● CHALLENGE A:
In the bilge pump post, what pump sits in the rudder box of the 42' Navigator?

* start TEXT EXTRACT *

I now feel inadequate compared with all these boats with multiple electric pumps. Should I carry a spare? I have to admit I rarely look at or think about the poor pump, or do any maintenance on it. [emoji15]
 
Not enough and it is on the list to get done soon-ish. On our 42' Navigator, there is a Rule 2000 in the rudder box and another under the center-ish of the hull. Unfortunately, THAT ISN'T WHERE THE WATER SITS!!! I mean really, the factory couldn't figure out where water sits and put pumps in those locations? I plan on putting one of those Whale pumps with the remote pickup where the water sits forward, then a much, much bigger one in the "well" between the engines with a new thru hull. I haven't decided on a manual one yet. TBH, I am not sure where I would put it. We will see. Still, I am disappointed at the factory's lack of priority regarding bilge pumps.

* end TEXT EXTRACT *
* start DATA SHOWN *

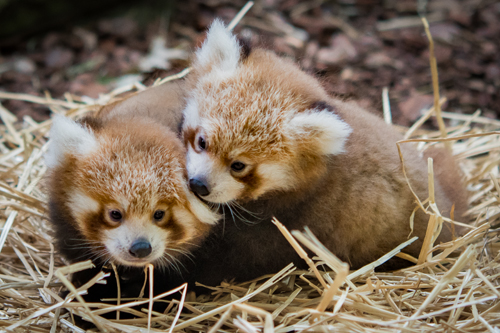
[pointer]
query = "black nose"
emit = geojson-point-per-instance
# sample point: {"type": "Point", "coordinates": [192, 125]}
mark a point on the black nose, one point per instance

* end DATA SHOWN *

● CHALLENGE B:
Extract every line of the records that contains the string "nose". Case counts.

● FINAL ANSWER A:
A Rule 2000.

● FINAL ANSWER B:
query = "black nose"
mark a point on the black nose, one point per instance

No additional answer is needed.